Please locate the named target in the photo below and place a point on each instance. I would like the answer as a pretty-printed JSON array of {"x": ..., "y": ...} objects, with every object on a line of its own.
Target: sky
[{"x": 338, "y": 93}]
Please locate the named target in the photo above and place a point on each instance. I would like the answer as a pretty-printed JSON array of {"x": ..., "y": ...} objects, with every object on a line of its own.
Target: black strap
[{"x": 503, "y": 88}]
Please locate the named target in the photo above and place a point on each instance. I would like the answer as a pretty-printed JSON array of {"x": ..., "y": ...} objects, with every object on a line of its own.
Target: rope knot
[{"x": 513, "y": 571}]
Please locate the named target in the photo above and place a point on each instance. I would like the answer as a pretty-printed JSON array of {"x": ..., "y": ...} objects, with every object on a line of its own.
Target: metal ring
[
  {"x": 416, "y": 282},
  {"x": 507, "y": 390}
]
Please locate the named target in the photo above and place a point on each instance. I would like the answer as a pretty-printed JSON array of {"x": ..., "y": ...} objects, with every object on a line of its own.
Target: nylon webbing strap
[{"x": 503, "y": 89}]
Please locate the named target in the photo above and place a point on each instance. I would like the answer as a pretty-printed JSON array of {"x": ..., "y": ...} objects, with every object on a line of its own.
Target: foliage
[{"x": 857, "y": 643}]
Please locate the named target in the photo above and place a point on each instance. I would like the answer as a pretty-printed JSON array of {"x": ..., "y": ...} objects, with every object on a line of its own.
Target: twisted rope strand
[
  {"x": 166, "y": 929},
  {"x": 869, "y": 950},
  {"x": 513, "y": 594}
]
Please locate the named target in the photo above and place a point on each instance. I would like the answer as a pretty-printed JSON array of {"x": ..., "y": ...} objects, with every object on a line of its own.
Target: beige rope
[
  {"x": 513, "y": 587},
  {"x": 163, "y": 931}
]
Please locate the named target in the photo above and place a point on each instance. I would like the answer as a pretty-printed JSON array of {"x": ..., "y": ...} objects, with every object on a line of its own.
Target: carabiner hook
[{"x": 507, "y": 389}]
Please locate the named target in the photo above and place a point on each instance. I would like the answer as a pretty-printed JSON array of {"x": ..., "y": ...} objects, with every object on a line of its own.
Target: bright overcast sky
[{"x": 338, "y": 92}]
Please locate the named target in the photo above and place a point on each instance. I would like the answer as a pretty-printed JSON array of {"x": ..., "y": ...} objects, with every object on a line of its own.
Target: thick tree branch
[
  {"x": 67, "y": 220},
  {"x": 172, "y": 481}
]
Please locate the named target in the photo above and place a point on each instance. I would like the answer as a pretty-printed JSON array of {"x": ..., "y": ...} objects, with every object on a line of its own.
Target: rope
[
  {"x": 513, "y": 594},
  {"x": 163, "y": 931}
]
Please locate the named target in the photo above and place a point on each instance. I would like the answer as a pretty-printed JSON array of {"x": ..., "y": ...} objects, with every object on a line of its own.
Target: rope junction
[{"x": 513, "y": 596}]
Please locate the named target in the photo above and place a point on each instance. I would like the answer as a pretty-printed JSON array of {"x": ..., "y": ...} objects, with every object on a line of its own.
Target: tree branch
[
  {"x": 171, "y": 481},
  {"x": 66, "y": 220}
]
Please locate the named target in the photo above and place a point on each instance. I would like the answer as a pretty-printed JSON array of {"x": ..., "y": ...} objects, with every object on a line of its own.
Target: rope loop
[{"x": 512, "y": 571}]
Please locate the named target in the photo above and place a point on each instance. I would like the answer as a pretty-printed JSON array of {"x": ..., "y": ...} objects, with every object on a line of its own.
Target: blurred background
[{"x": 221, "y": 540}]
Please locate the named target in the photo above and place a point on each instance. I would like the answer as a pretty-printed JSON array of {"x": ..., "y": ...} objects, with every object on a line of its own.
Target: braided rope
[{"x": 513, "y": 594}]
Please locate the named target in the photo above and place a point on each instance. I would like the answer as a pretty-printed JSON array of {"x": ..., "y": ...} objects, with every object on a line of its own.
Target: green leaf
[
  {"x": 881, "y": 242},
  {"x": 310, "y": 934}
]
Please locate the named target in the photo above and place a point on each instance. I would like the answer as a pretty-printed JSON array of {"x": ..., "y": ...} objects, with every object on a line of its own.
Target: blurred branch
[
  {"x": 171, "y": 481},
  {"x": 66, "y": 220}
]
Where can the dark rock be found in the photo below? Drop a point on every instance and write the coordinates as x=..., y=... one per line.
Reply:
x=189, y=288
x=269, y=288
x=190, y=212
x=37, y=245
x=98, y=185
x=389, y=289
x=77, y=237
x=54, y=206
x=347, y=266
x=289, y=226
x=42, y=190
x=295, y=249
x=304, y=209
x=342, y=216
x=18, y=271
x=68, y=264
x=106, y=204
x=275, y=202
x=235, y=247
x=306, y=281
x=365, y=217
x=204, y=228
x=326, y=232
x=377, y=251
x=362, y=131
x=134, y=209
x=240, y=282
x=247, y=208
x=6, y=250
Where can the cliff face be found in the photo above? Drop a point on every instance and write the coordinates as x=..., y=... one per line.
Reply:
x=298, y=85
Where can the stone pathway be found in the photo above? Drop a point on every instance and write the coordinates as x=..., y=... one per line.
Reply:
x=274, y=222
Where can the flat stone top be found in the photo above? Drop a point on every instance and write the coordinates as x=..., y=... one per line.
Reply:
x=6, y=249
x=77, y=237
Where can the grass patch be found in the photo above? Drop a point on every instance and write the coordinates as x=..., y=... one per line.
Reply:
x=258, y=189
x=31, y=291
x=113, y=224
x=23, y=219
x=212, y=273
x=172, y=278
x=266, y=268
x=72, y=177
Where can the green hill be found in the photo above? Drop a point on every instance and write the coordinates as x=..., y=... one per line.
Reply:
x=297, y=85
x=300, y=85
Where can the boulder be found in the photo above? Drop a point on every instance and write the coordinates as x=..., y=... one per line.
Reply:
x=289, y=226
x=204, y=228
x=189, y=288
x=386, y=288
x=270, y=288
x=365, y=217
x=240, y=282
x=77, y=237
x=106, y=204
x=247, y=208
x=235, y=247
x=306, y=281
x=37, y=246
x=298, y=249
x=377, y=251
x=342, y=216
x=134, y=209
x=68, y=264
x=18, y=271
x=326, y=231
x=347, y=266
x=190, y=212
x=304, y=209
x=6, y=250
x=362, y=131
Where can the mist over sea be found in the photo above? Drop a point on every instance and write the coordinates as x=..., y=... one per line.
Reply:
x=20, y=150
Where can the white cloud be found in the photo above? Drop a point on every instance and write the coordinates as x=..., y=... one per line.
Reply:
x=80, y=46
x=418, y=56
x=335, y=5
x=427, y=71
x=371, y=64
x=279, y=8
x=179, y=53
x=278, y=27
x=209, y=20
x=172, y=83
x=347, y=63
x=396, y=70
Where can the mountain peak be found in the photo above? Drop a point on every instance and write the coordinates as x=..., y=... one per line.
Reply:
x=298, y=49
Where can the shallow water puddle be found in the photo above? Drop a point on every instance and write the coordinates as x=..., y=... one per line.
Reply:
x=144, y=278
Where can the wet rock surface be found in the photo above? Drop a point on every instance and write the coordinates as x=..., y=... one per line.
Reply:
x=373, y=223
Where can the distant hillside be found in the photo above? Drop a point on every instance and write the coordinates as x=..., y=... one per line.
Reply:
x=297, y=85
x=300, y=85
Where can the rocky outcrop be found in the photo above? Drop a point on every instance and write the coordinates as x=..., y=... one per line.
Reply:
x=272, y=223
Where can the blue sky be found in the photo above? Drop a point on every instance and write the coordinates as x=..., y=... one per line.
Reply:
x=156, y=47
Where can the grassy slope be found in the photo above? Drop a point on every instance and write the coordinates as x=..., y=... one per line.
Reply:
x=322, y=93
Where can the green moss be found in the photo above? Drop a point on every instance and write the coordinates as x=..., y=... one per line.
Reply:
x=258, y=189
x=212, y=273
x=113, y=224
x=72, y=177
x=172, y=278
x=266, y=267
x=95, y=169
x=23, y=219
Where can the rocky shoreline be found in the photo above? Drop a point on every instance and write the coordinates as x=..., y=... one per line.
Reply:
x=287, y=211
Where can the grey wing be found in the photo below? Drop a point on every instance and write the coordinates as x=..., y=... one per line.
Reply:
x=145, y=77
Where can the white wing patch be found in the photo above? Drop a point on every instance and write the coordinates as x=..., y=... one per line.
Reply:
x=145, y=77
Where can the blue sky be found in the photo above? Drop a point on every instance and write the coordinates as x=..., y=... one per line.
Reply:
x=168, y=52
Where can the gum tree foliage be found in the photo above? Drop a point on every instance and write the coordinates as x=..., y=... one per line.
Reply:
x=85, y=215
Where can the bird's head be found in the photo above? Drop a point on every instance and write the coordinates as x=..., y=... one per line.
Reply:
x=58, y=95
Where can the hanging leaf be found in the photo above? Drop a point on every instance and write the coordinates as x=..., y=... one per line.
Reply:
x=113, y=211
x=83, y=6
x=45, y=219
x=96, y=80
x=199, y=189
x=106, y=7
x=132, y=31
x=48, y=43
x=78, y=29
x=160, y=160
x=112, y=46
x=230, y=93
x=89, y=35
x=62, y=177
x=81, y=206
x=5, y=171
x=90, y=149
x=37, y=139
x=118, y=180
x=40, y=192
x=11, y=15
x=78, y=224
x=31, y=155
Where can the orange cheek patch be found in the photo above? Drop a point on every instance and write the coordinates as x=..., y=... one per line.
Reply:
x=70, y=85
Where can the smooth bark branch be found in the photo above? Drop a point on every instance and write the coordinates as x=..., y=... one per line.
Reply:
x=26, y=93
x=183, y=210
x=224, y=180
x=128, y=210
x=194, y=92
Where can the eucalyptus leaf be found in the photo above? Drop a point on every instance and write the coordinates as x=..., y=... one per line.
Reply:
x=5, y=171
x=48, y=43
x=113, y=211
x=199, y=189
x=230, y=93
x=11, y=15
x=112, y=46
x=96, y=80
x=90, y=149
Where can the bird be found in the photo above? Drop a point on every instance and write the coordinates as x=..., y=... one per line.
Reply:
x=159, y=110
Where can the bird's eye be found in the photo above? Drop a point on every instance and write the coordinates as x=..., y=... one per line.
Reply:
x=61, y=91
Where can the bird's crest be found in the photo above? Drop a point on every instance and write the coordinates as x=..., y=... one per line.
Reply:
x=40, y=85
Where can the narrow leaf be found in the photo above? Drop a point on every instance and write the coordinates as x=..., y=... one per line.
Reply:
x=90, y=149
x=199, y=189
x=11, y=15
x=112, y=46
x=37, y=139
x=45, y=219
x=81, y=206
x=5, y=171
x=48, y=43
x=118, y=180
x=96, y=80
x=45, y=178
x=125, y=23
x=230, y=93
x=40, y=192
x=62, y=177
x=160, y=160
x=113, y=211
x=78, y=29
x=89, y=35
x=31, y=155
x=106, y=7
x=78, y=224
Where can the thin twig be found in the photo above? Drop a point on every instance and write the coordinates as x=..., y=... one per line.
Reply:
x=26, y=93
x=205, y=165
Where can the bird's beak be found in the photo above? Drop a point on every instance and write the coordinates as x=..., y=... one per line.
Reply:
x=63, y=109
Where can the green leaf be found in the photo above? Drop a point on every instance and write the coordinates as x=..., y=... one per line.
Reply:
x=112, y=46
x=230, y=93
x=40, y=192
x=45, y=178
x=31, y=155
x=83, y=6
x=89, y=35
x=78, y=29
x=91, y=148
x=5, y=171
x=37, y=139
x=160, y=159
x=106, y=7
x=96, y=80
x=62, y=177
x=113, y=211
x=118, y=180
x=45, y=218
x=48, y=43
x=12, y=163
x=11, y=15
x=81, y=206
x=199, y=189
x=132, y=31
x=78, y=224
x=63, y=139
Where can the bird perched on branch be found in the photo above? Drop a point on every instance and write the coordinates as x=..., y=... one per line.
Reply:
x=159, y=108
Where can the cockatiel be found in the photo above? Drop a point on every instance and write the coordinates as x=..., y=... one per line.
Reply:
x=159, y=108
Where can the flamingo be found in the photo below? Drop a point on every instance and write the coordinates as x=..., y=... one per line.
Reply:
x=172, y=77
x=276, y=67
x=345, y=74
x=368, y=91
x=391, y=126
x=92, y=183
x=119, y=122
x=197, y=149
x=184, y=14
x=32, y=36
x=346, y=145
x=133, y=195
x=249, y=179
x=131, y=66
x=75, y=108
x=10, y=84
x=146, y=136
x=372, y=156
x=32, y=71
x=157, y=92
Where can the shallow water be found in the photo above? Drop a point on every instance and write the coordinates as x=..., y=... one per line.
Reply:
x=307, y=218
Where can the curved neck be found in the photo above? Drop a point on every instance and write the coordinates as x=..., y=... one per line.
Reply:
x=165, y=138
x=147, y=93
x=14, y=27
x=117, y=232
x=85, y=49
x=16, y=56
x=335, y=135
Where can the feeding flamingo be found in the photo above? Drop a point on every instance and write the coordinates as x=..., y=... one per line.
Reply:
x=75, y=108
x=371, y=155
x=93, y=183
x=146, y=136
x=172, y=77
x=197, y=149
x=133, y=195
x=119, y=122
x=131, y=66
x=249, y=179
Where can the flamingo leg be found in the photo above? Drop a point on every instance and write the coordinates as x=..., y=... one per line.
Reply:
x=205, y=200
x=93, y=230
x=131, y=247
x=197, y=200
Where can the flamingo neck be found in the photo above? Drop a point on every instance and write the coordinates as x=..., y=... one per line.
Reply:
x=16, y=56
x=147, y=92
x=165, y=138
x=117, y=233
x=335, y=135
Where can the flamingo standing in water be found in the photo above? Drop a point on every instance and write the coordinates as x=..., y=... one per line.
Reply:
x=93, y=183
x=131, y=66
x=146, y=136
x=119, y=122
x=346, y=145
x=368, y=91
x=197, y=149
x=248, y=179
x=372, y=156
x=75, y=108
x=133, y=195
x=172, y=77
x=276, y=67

● ● ●

> **Exercise**
From the records above, show each line that contains the word "stone".

> **Task result**
Where can the stone pathway be found in the photo above? Drop a point on every instance and write the coordinates as x=..., y=... one per line.
Where can the flat stone top be found in the photo above? Drop a point on every instance and write the coordinates as x=..., y=... one per line.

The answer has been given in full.